— EXERCISE GOAL —
Output every line below without omitting or altering anything.

— EXERCISE INPUTS —
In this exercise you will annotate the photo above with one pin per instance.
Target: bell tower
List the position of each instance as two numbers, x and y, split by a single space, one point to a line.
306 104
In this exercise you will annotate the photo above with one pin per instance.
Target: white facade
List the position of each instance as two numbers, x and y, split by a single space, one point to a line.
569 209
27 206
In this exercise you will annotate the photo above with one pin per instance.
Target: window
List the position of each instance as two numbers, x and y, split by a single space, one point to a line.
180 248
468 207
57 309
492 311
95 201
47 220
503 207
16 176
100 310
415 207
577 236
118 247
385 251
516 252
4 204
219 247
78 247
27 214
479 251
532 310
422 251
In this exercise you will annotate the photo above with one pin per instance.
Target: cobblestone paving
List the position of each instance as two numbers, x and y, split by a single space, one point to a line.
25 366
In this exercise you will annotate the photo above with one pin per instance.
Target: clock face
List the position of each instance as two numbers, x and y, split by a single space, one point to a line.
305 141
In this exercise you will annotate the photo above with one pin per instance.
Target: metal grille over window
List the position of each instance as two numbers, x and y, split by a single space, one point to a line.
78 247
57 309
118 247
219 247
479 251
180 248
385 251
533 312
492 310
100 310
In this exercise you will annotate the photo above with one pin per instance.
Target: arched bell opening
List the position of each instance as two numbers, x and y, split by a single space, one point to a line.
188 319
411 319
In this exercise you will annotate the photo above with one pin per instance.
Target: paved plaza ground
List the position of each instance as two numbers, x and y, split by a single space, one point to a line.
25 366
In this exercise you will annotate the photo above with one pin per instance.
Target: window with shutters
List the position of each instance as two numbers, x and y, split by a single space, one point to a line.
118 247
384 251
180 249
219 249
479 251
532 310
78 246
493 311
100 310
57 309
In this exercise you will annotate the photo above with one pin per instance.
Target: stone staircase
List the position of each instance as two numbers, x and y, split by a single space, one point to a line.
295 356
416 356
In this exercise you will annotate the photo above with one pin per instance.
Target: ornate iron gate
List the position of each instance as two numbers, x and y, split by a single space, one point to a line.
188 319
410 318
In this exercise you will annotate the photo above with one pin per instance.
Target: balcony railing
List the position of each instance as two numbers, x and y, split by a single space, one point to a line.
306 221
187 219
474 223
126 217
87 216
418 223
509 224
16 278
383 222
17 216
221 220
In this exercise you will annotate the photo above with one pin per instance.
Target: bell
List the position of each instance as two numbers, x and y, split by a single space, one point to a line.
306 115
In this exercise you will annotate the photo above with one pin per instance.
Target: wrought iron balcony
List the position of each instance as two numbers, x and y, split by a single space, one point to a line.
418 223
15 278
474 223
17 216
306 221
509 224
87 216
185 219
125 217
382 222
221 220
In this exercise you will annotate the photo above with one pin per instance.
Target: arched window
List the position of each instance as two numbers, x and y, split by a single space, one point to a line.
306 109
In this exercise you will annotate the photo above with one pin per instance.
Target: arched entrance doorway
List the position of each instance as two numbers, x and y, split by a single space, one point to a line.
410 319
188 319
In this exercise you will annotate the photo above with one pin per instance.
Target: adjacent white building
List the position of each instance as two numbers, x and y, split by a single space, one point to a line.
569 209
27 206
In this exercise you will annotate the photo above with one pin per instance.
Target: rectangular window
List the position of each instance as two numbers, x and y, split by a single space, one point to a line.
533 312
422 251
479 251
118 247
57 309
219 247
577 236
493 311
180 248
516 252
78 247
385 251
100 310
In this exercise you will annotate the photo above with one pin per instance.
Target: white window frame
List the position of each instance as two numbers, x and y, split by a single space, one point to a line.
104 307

— SOLVED EXERCISE —
In this exercise you will annotate the photo above with one pin per instance.
Target: bell tower
List the position of each instance as two numbers, x and y, split by a single space, one point to a line.
306 104
In this exercise you will annotate the photo above with one pin per instance.
Target: white facade
List the position of each instance as two numbers, x and y, split by a single space, one point to a line.
569 209
27 206
In this exercise you will annotate the photo above with one pin per instance.
Target: window
List the position of each instance as two numbers, x and y, split by a single space, one point to a line.
180 248
468 207
57 309
492 311
95 201
47 220
503 207
16 176
100 310
415 207
577 236
118 247
385 251
516 252
4 204
219 247
78 247
27 214
479 251
532 310
422 251
In this exercise you will annotate the photo above with one pin per instance.
Target: cobblestone paving
List the position of each instance as two numbers, x and y, split by a single space, one point to a line.
25 366
In this exercise you will annotate the photo above with one pin per instance.
Target: clock face
List the position of each instance as two numbers, x and y, split by a single space, one point to a line.
305 141
In this exercise you will annotate the photo above with one pin per instance.
Target: metal grille over window
List the position of each instance as two numbers, x and y, split by a single space, one point to a line.
78 247
57 309
118 247
219 247
479 251
180 248
385 251
533 312
492 310
100 310
In this exercise you will annotate the photo above with one pin per instance.
Target: arched bell opening
List the position of each instance as two numbers, x and y, split by a single space, one point to a line.
188 319
411 319
In this exercise you will annotate the photo above with one pin per instance.
Target: paved plaza ground
List the position of each instance as two numbers, x and y, split by a single space, one point to a line.
25 366
In this exercise you will annotate the photo above with one pin per instance.
Target: window with shutters
List the position of each instance as two numbers, x and y, split by a single space, one point to a line.
118 247
384 251
180 249
219 249
479 251
532 310
78 246
493 311
100 310
57 309
In this exercise you will annotate the photo above with one pin per instance.
Target: stone staircase
List the position of each instance as two numbers, x and y, split by a single space, one point to a line.
295 356
416 356
In this exercise you will annotate the photo above with one pin per instance.
Target: ornate iron gate
List the position of each instance as two numbers, x and y, split by a single space, one point to a line.
188 319
410 318
In this exercise you will annotate the photo above with one pin per instance.
Target: balcony railing
List the position of each instance as two numbers, x and y, split by a single space, one point to a line.
306 221
187 219
474 223
126 217
87 216
418 223
509 224
16 278
383 222
17 216
221 220
In this exercise you will annotate the photo above with one pin per instance.
Target: bell
List the position of each instance as two numbers, x and y, split by a single space, one point to a line.
306 115
In this exercise you will annotate the photo above with one pin per instance.
Target: wrought iron balcony
List the position of each instance as two numbers, x and y, split by a single space, one point to a line.
418 223
15 278
474 223
17 216
306 221
509 224
87 216
185 219
125 217
382 222
221 220
In this exercise you will annotate the photo above with one pin per instance.
Target: arched window
List the position of each instance as two numbers, x and y, split by a single space, one point to a line.
306 109
In this exercise you will annotate the photo above with one pin per instance.
Target: arched entrance doorway
List the position of each instance as two numbers, x and y, split by a single space, one point to a line.
410 319
188 319
In this exercise you will annotate the photo above with one pin per instance.
Target: adjacent white building
List the position of each instance as two numbers, x and y, split by a single space, one point to a line.
569 209
27 206
In this exercise you will annotate the photo above with one pin per instance.
Target: rectangular window
List the position of each instance as two numbers, x and y, split by a single space, one point to a line.
533 312
422 251
479 251
118 247
57 309
219 247
577 236
493 311
180 248
516 252
78 247
385 251
100 310
In this exercise you will annotate the photo above with one pin per instance.
Target: white window frame
List the position of each instance as two numbers, x and y, split by a single space, one point to a line.
104 307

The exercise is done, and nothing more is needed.